- _DIRECTIONS_
Output as a JSON list of strings every line from the one containing "# point at: red" down to the end of the entries below, one string per line, with blank lines left out. Include only those lines.

Entries from a point labeling set
┄┄┄┄┄┄

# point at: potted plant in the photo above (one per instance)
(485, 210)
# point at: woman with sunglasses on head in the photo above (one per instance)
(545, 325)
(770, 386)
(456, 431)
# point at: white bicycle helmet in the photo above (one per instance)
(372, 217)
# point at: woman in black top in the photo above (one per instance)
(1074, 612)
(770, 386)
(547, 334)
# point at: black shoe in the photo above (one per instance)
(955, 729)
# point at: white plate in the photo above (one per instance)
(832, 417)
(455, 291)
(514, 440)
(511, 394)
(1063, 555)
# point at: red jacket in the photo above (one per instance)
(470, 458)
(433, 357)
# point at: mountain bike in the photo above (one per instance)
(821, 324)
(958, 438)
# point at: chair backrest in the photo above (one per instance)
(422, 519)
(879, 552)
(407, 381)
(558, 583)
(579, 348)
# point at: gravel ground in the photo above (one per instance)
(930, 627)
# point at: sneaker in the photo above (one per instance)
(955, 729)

┄┄┄┄┄┄

- _CORRECT ANSWER_
[
  "# point at: red jacket in the photo above (one per instance)",
  "(470, 458)",
  "(433, 357)",
  "# point at: mountain bike in the photo above (one per instance)",
  "(821, 324)",
  "(958, 438)",
  "# point at: chair backrest in the photo above (one per instance)",
  "(422, 519)",
  "(879, 552)",
  "(407, 381)",
  "(558, 583)",
  "(579, 348)",
  "# point at: gravel ground in the photo above (one per instance)",
  "(930, 627)",
  "# point at: sneaker in the photo above (one per instance)",
  "(955, 729)"
]